Give back every line in the entries below that contains the word "region".
** start of DATASET CONTENT **
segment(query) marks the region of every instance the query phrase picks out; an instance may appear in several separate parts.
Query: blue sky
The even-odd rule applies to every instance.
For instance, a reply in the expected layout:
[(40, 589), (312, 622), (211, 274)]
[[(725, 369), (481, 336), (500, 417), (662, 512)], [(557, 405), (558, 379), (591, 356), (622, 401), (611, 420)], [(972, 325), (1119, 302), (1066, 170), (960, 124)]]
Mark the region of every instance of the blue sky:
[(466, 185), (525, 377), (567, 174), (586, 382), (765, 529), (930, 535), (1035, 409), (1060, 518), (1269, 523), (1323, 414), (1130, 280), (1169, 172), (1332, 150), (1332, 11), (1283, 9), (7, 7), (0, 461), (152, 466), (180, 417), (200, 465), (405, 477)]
** end of DATASET CONTENT **
- _CORRECT ANSWER_:
segment(query) marks the region of every instance the query phrase picks out; an instance may appear in several separate parts.
Mark the region of every instance of the blue sky:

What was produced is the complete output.